**PASSAGE PROVIDED**.
↓↓↓

Wing to Wing: What’s the Point?

It’s Monday, which now means we continue with reading Wing to Wing, Oar to Oar: Readings on Courting and Marrying. We’re just getting started, and as such, after last week’s overview (click the “courting” link in the sidebar for the collected essays as they develop). This book is an anthology, a collection of essays. In the introduction, the Editors of this anthology (husband and wife Leon and Amy Kass), tell us the reasons for their project and rational behind collecting much of what they have collected. Up front it must be emphasized that (and their words suffice best):

It should go without saying — but today it must, alas, be said — that we do not offer these “old” or “great” texts as authoritative, or authorities. We choose them not because they are old or because they are “traditional”. The “great books” disagree too much among themselves to constitute a single coherent traditional teaching. Rather, we offer them in the wisdom-seeking — rather than wisdom delivering — spirit, as writings that make us think, that challenge our unexamined opinions, expand our sympathies, elevate our gaze, and introduce us to possibilities open to human beings in everyday life that may be undreamt of in our philosophizing.

↑↑↑

**DATA UNDER STUDY**.
↓↓↓

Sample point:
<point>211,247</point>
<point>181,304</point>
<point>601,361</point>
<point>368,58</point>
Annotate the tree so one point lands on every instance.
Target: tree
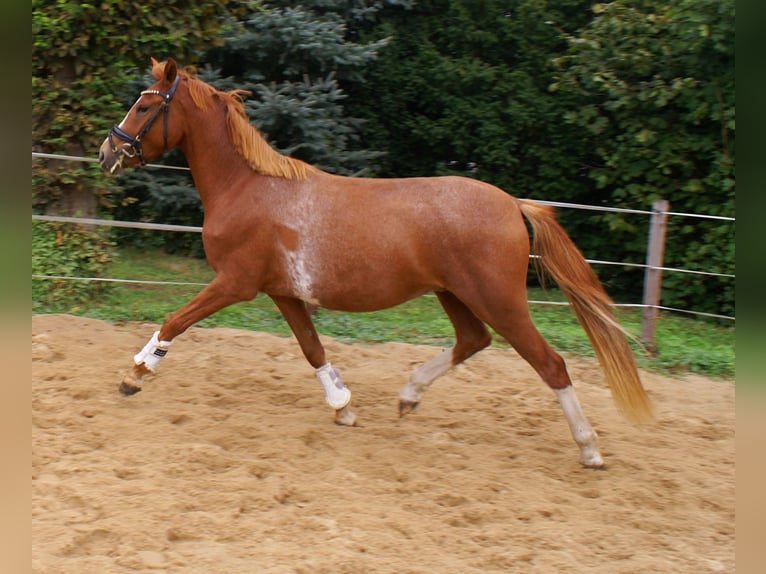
<point>83,54</point>
<point>295,60</point>
<point>463,88</point>
<point>655,84</point>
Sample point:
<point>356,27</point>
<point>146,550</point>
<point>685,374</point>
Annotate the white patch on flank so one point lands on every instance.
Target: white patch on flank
<point>300,276</point>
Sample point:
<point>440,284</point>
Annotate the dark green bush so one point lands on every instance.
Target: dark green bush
<point>68,250</point>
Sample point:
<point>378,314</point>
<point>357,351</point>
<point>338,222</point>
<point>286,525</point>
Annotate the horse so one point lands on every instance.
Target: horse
<point>276,225</point>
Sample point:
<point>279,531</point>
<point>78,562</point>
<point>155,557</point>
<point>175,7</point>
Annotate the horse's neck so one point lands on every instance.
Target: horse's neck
<point>214,163</point>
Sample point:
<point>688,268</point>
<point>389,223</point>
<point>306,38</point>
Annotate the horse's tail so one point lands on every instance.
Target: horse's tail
<point>564,262</point>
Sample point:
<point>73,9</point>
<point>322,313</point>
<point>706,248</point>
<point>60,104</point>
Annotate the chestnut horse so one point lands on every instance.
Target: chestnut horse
<point>276,225</point>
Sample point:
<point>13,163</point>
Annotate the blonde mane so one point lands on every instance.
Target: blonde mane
<point>246,139</point>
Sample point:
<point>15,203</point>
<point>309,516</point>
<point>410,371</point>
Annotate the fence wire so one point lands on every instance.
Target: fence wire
<point>195,229</point>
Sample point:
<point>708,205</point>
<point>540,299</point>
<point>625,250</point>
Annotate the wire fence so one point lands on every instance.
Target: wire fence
<point>195,229</point>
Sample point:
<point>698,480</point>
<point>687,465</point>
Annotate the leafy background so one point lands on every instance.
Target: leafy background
<point>612,104</point>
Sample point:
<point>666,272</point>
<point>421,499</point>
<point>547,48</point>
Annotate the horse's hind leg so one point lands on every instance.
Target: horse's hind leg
<point>337,395</point>
<point>522,334</point>
<point>471,336</point>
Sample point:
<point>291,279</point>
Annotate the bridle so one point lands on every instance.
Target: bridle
<point>133,148</point>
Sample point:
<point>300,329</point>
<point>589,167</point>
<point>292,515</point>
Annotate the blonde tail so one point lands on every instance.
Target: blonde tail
<point>564,262</point>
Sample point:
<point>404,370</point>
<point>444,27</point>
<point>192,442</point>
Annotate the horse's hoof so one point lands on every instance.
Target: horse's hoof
<point>345,417</point>
<point>592,460</point>
<point>128,389</point>
<point>406,407</point>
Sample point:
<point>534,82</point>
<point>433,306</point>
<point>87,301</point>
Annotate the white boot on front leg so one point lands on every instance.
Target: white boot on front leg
<point>336,395</point>
<point>582,432</point>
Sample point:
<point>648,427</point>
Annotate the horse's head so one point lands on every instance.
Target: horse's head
<point>139,137</point>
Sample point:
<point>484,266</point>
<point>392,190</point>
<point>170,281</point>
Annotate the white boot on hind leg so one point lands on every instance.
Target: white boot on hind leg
<point>582,432</point>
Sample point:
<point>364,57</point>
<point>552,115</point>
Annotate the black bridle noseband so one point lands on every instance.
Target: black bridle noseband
<point>133,148</point>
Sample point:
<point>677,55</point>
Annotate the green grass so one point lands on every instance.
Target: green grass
<point>683,344</point>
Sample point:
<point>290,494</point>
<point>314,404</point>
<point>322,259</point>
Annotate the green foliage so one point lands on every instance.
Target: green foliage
<point>67,250</point>
<point>684,345</point>
<point>655,84</point>
<point>292,59</point>
<point>83,54</point>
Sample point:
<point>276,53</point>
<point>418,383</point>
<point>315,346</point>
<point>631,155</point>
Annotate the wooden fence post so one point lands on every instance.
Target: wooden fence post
<point>653,275</point>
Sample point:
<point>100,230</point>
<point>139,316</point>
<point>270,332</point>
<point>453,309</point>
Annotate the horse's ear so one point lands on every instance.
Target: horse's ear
<point>171,70</point>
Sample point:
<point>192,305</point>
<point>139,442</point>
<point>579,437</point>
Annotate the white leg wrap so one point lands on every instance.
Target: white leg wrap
<point>582,432</point>
<point>152,352</point>
<point>422,377</point>
<point>336,395</point>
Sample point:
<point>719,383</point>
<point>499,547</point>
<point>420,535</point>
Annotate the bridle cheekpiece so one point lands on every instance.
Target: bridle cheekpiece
<point>134,142</point>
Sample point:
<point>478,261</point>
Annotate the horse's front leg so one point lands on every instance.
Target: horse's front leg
<point>212,298</point>
<point>337,395</point>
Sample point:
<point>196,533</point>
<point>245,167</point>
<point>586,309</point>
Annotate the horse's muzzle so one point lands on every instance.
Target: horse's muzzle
<point>110,160</point>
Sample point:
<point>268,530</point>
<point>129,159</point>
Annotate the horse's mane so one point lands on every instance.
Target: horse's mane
<point>245,137</point>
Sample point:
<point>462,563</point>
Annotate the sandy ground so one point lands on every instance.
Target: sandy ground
<point>229,461</point>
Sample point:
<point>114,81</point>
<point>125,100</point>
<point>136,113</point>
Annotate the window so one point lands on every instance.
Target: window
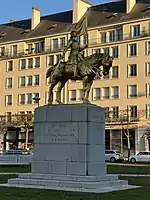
<point>115,112</point>
<point>36,95</point>
<point>37,47</point>
<point>10,66</point>
<point>80,94</point>
<point>8,100</point>
<point>112,36</point>
<point>37,62</point>
<point>36,80</point>
<point>132,91</point>
<point>96,51</point>
<point>22,81</point>
<point>133,112</point>
<point>103,37</point>
<point>30,63</point>
<point>22,98</point>
<point>136,30</point>
<point>106,50</point>
<point>107,112</point>
<point>72,95</point>
<point>147,69</point>
<point>50,60</point>
<point>147,47</point>
<point>9,83</point>
<point>148,90</point>
<point>115,72</point>
<point>96,94</point>
<point>29,79</point>
<point>23,64</point>
<point>119,34</point>
<point>106,93</point>
<point>115,92</point>
<point>85,39</point>
<point>30,49</point>
<point>148,111</point>
<point>132,70</point>
<point>42,46</point>
<point>2,51</point>
<point>14,50</point>
<point>55,44</point>
<point>29,98</point>
<point>9,117</point>
<point>58,57</point>
<point>115,52</point>
<point>62,42</point>
<point>132,49</point>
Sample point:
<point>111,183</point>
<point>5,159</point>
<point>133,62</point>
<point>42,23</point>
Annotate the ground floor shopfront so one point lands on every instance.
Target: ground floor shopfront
<point>16,138</point>
<point>117,139</point>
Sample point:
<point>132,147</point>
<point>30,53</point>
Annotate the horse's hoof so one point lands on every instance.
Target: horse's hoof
<point>49,104</point>
<point>86,101</point>
<point>60,103</point>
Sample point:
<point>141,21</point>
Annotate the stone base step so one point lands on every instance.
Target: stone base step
<point>67,184</point>
<point>100,190</point>
<point>96,184</point>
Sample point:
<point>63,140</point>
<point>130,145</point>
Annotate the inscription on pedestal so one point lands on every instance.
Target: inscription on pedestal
<point>62,133</point>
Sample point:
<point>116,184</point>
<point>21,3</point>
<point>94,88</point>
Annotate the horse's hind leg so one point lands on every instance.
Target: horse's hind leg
<point>87,83</point>
<point>58,93</point>
<point>50,94</point>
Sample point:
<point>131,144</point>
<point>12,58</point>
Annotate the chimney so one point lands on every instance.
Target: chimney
<point>79,8</point>
<point>11,20</point>
<point>129,5</point>
<point>35,17</point>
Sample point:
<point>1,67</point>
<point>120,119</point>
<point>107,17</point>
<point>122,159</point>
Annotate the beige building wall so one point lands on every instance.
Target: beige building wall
<point>123,62</point>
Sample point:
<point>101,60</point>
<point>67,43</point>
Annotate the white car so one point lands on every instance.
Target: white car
<point>143,156</point>
<point>113,156</point>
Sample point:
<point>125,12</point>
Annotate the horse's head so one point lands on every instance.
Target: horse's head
<point>107,64</point>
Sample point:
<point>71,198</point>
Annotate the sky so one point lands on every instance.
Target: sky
<point>21,9</point>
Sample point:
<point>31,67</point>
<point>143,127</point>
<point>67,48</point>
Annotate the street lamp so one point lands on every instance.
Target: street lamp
<point>36,99</point>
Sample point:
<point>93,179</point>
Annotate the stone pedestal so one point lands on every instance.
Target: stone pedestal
<point>69,151</point>
<point>69,140</point>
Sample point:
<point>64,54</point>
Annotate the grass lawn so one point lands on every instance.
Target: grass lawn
<point>121,169</point>
<point>35,194</point>
<point>111,169</point>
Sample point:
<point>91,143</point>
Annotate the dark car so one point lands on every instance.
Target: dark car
<point>17,152</point>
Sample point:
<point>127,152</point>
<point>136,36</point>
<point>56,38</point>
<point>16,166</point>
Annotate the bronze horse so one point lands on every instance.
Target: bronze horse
<point>63,72</point>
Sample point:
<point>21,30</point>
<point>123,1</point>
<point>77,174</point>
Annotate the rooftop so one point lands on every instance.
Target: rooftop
<point>99,15</point>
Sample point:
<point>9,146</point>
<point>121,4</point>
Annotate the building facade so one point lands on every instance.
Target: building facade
<point>121,29</point>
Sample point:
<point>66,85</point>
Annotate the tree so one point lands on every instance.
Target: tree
<point>18,121</point>
<point>126,120</point>
<point>26,121</point>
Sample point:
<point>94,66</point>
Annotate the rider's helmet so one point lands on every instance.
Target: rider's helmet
<point>73,33</point>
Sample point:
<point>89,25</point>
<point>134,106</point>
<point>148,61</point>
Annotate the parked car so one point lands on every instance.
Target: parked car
<point>17,152</point>
<point>113,156</point>
<point>142,156</point>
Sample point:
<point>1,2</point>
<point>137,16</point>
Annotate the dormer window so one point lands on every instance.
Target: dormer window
<point>25,31</point>
<point>112,16</point>
<point>2,35</point>
<point>52,26</point>
<point>146,9</point>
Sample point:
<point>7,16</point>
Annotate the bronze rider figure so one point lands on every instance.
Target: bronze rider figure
<point>75,52</point>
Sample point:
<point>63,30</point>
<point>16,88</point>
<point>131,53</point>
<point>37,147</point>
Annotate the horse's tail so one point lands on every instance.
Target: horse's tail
<point>50,71</point>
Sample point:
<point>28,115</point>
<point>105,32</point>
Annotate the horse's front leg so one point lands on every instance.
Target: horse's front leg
<point>50,94</point>
<point>58,93</point>
<point>87,83</point>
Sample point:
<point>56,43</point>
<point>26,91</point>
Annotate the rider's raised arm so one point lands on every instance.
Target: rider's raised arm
<point>67,47</point>
<point>84,47</point>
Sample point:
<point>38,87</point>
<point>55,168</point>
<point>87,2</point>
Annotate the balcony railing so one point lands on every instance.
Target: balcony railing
<point>49,49</point>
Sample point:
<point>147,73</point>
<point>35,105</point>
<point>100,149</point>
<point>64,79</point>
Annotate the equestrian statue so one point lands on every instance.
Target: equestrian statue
<point>77,67</point>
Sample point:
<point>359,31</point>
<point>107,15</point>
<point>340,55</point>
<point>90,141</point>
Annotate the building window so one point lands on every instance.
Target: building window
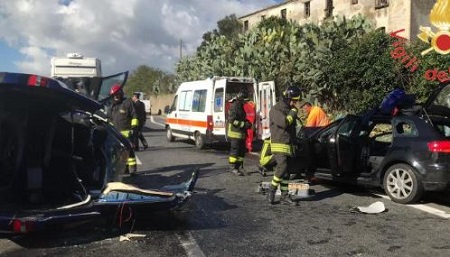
<point>329,9</point>
<point>307,9</point>
<point>381,3</point>
<point>283,14</point>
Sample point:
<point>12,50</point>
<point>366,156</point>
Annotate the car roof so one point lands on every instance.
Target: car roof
<point>46,91</point>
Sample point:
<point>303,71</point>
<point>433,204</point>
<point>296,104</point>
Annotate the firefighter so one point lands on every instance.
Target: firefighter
<point>237,131</point>
<point>125,120</point>
<point>139,108</point>
<point>250,112</point>
<point>283,119</point>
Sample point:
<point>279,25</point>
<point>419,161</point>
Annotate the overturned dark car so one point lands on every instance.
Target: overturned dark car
<point>406,154</point>
<point>61,161</point>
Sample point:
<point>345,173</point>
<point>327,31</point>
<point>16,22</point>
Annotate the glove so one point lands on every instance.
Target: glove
<point>133,132</point>
<point>293,112</point>
<point>248,124</point>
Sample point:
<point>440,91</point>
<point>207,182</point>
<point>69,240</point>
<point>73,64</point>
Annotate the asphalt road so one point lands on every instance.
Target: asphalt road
<point>227,217</point>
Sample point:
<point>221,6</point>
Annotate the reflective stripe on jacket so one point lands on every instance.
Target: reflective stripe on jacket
<point>282,130</point>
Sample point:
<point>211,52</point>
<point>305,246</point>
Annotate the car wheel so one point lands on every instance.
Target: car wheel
<point>199,141</point>
<point>169,135</point>
<point>402,184</point>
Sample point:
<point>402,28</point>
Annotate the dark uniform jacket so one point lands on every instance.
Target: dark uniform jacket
<point>139,107</point>
<point>281,132</point>
<point>236,120</point>
<point>121,114</point>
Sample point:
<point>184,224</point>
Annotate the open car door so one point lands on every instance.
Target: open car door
<point>343,146</point>
<point>266,99</point>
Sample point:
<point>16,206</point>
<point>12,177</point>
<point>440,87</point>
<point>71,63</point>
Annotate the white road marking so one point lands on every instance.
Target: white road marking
<point>190,245</point>
<point>422,207</point>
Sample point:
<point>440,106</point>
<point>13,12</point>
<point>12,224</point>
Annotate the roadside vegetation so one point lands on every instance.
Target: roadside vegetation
<point>344,65</point>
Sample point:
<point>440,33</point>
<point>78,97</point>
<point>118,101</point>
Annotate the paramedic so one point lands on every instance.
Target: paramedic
<point>316,118</point>
<point>283,119</point>
<point>316,115</point>
<point>237,131</point>
<point>250,112</point>
<point>124,119</point>
<point>139,107</point>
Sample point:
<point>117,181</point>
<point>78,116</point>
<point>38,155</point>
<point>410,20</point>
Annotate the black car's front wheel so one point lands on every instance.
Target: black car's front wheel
<point>402,184</point>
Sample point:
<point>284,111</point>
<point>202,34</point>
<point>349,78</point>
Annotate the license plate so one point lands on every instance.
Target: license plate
<point>298,186</point>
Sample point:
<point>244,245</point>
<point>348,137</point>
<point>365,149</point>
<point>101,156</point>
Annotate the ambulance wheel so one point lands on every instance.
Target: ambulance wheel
<point>199,140</point>
<point>169,135</point>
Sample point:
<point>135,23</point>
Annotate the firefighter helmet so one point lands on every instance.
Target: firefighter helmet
<point>115,89</point>
<point>292,93</point>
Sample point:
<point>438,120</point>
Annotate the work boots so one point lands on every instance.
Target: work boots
<point>237,172</point>
<point>285,198</point>
<point>271,194</point>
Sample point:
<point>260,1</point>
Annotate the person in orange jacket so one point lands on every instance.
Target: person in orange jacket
<point>316,118</point>
<point>316,115</point>
<point>250,112</point>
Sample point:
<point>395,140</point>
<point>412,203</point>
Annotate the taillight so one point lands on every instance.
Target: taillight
<point>37,81</point>
<point>20,226</point>
<point>209,123</point>
<point>439,146</point>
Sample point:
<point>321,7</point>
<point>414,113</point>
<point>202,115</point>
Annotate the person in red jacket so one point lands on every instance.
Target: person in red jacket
<point>250,112</point>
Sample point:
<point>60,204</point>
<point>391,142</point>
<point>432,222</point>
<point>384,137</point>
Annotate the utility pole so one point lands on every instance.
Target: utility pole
<point>181,49</point>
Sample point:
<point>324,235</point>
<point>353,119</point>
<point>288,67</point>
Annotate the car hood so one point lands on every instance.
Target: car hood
<point>28,87</point>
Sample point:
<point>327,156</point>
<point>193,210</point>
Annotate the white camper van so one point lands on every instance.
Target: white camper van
<point>75,65</point>
<point>199,108</point>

↑↑↑

**PARTS OF THE EXERCISE**.
1. In the Wing to Wing post above, the editors say they do not offer the old texts as a single traditional teaching. Please explain the reason the post gives for this, in one to three sentences.
2. Write out the part of the Wing to Wing post above that opens with the words containing "It should go" and closes with "in our philosophizing.".

**RESULTS BY TASK**.
1. The "great books" disagree too much among themselves to form a single coherent traditional teaching. The editors offer them instead in a wisdom-seeking spirit, as writings that make readers think.

2.
It should go without saying — but today it must, alas, be said — that we do not offer these “old” or “great” texts as authoritative, or authorities. We choose them not because they are old or because they are “traditional”. The “great books” disagree too much among themselves to constitute a single coherent traditional teaching. Rather, we offer them in the wisdom-seeking — rather than wisdom delivering — spirit, as writings that make us think, that challenge our unexamined opinions, expand our sympathies, elevate our gaze, and introduce us to possibilities open to human beings in everyday life that may be undreamt of in our philosophizing.